| MATERIAL PROVIDED |
↓

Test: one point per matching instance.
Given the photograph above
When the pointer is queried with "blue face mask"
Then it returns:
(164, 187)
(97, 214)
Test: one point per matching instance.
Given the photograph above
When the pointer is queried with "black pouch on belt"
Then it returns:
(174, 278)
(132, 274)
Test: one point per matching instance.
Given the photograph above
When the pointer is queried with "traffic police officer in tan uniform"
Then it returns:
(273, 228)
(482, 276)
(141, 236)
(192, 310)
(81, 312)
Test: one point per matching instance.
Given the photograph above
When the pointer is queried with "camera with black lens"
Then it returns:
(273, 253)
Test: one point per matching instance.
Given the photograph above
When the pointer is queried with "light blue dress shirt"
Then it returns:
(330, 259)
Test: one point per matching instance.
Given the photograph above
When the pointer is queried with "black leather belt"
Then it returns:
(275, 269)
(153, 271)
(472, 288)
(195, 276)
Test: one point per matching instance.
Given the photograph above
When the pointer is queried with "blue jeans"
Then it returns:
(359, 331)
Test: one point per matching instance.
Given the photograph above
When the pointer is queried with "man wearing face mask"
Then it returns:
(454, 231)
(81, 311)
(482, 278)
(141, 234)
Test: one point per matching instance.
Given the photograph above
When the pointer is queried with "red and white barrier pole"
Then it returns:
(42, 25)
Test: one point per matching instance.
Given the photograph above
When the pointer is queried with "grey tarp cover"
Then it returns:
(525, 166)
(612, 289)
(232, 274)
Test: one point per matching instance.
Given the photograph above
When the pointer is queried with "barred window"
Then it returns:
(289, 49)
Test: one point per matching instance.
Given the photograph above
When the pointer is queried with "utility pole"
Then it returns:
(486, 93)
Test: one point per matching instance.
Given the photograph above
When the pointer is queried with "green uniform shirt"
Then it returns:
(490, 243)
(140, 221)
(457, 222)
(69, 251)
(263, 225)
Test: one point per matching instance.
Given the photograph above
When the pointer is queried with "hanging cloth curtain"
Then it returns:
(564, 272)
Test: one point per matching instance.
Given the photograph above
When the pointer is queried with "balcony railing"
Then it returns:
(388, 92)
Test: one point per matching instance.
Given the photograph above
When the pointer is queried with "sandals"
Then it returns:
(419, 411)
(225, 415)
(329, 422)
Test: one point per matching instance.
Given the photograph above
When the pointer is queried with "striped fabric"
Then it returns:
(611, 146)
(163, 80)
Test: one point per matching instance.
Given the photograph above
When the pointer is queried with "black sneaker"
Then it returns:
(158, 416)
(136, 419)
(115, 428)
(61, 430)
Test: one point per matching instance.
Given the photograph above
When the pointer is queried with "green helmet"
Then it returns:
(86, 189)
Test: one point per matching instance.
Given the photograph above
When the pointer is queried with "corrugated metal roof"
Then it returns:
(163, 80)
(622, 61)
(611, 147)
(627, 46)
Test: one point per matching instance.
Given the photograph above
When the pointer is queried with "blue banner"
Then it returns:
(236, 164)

↑

| INSTRUCTIONS TO FOLLOW |
Where does the word "mask" appear in the listing above? Copy every line that holds it.

| RESULT OF THE EXERCISE |
When the pointer is queried with "blue face mask"
When the pointer is queried with "man wearing face mask"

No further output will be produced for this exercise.